● EXERCISE 1: In the passage about leftover reception food, what did Sarah guess would be served?
● EXERCISE 2: Reproduce the part of the passage about leftover reception food that starts at the words "There was an" and ends after the words "stringy stick-in-your-teeth-anemic celery.".

● SELECTED PASSAGE:

There was an
after work reception in your building last night. This morning, left as a
"gift" or an afterthought, the remnants of the veggie tray are tucked
in the fridge. Through the plastic clamshell tray lid are the dried-out pieces
of too-large-to-eat-in-one-bite broccoli, the perfectly-round-never-to-be-ripe mini-tomatoes sure to squirt down your blouse, the tasteless
nubs of fluorescent carrot and the stringy stick-in-your-teeth-anemic celery.
It's all arranged, artlessly, around a pot of white glop. Is it ranch? Blue
cheese? It is highly caloric. The whole tray is nearly untouched.
You'd had a
conversation prior to the reception. Food would be served. What would it be?
Sarah guessed shrimp. Served on the same clamshell tray the pinky prawns,
harvested by slave labor in Thailand, would be cooked to rubbery blandness.
You'd guessed cheese cubes - perfectly uniform 1/2 inch squares in various warm
shades arranged in a pile, the orange ones revealing a flavor profile no
different from the light white ones and the light yellow ones. Is it mozzarella?
Is it cheddar? Is it food? It is simply cheese-ish. Perhaps there would be some
meat slices - pink meat, white meat, brown meat - rolled and tucked between the
cubes. A bowl of guacamole, over-pureed, under-seasoned, the color - the
off-green of an old refrigerator, would tempt a few dippers.
There would be
white wine of unknown origin and varietal, perhaps a pinot grigio, a sauvignon
blanc, served in brittle clear plastic tumblers. There would be
"cookies" - dried out disks of white flour, white sugar scented with
palm oil. For dessert.

● SUPPLIED DATA:
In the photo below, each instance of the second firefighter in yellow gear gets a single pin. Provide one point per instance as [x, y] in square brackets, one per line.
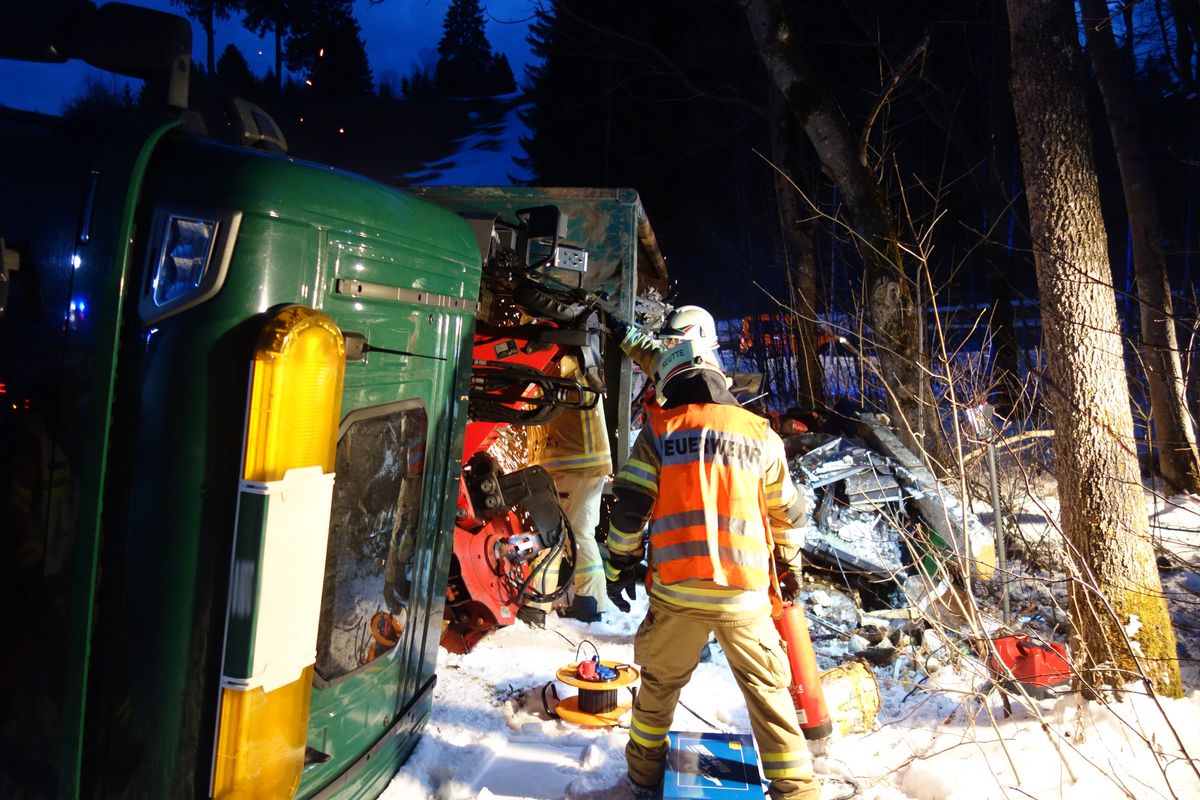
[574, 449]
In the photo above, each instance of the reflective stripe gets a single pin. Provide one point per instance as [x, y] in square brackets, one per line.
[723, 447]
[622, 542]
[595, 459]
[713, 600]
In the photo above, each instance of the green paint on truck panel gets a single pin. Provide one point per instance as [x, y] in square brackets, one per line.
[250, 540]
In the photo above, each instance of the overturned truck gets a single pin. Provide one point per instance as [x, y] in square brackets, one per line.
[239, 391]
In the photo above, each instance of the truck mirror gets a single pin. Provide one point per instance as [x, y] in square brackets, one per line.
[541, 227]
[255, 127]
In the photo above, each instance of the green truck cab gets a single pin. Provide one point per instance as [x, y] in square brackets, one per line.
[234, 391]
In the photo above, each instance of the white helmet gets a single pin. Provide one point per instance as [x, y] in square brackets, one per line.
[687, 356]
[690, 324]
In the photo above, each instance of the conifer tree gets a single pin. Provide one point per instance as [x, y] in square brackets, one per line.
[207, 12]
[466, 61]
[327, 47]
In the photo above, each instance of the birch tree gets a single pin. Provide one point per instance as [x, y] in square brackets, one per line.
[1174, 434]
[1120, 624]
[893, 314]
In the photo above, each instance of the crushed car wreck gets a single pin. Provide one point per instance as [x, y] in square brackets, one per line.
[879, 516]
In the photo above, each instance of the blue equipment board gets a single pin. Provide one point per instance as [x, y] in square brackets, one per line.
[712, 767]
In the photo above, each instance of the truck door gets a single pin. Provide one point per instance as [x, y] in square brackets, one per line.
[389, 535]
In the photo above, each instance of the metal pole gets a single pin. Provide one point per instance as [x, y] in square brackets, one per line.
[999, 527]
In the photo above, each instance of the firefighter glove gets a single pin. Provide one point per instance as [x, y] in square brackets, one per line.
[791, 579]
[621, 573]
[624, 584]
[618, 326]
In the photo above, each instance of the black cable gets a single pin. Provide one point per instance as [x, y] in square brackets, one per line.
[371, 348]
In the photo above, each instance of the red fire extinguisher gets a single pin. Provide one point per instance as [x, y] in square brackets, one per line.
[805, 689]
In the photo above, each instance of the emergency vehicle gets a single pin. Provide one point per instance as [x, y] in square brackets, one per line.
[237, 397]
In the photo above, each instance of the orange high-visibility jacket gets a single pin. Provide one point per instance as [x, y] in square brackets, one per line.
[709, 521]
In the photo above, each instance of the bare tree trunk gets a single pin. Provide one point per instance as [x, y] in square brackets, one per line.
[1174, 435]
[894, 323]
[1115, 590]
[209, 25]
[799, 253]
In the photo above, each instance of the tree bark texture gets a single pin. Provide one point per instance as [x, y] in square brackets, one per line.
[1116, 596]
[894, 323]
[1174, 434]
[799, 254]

--

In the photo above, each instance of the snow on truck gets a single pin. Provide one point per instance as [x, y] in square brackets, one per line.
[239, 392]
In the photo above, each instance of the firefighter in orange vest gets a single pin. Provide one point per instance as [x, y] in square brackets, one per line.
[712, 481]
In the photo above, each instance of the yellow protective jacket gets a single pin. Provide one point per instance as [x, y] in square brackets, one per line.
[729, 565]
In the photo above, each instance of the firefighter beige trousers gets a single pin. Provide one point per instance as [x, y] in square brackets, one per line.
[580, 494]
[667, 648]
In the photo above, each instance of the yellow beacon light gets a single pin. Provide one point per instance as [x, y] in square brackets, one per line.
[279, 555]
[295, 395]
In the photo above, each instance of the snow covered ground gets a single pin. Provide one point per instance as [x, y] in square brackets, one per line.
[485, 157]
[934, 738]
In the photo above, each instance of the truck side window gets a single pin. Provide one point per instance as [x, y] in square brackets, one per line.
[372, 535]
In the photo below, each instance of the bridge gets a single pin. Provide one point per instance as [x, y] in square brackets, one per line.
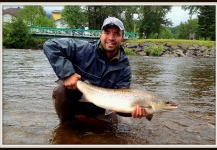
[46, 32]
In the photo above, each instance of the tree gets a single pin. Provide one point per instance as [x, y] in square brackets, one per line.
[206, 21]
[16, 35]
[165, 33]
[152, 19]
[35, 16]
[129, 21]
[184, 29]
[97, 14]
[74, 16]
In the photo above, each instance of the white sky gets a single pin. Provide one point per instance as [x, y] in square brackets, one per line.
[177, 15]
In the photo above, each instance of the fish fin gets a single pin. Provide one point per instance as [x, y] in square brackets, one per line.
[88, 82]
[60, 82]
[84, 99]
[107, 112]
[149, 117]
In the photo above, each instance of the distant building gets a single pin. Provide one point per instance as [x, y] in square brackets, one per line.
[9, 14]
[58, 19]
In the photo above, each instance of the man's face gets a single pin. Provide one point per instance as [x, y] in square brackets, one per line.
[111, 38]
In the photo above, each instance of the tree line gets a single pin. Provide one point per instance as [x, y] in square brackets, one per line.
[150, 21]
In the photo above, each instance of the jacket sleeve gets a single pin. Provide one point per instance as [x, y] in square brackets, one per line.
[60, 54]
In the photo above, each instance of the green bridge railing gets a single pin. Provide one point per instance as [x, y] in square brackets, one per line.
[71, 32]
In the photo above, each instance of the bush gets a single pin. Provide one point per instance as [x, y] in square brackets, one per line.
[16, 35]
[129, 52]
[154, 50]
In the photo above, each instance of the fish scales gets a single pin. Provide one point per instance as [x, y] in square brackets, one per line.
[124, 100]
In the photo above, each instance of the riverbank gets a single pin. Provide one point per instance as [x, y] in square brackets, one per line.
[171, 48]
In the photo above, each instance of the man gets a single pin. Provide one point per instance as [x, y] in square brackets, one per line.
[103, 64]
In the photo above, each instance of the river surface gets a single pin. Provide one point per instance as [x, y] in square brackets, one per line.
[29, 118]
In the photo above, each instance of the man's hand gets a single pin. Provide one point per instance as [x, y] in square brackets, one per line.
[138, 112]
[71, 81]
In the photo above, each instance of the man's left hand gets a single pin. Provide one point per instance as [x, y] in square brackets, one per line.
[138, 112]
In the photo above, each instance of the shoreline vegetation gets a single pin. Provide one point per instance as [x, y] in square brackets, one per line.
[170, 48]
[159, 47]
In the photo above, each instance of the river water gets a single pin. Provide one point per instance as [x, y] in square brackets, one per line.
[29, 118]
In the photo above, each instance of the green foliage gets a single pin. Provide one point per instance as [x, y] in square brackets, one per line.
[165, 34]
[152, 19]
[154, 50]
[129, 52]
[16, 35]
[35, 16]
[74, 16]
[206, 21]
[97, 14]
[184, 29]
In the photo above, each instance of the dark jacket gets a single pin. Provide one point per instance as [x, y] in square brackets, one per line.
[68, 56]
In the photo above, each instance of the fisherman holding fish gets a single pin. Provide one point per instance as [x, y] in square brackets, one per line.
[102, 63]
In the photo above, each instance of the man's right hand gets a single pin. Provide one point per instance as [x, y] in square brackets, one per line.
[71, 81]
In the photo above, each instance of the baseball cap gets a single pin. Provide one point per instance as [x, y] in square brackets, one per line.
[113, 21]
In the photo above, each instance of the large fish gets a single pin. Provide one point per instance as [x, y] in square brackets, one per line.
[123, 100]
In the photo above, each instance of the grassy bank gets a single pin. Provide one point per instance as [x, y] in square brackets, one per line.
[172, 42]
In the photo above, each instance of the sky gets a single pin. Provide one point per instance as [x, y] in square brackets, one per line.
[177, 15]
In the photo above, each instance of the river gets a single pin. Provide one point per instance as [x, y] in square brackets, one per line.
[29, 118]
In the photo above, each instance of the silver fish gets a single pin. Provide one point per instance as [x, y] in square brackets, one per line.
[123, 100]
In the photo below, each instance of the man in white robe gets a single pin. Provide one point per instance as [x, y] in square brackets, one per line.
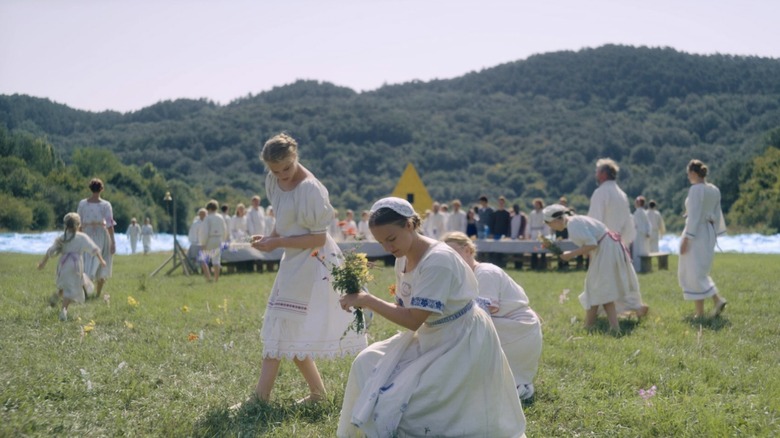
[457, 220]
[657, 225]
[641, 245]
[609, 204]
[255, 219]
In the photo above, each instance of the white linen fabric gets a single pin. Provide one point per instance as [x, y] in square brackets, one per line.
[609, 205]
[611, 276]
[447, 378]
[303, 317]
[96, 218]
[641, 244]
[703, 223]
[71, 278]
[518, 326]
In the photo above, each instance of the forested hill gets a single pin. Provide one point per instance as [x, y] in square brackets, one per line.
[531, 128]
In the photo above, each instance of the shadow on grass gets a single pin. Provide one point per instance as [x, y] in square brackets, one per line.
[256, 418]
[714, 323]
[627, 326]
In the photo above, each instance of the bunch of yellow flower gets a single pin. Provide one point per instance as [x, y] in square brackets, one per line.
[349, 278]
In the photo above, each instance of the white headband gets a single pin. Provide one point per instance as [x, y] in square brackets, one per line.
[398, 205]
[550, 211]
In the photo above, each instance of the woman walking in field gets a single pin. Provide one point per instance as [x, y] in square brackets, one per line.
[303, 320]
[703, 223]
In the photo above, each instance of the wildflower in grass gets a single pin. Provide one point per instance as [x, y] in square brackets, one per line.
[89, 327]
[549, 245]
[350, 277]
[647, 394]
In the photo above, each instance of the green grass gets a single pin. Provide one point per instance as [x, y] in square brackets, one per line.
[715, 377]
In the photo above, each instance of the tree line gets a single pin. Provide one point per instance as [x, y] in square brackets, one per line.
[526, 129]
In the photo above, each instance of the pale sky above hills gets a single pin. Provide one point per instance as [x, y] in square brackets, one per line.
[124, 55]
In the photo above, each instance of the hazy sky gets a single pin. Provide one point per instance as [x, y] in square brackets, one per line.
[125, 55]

● FINISHED ANSWER 1: Shrimp.

● FINISHED ANSWER 2:
There was an
after work reception in your building last night. This morning, left as a
"gift" or an afterthought, the remnants of the veggie tray are tucked
in the fridge. Through the plastic clamshell tray lid are the dried-out pieces
of too-large-to-eat-in-one-bite broccoli, the perfectly-round-never-to-be-ripe mini-tomatoes sure to squirt down your blouse, the tasteless
nubs of fluorescent carrot and the stringy stick-in-your-teeth-anemic celery.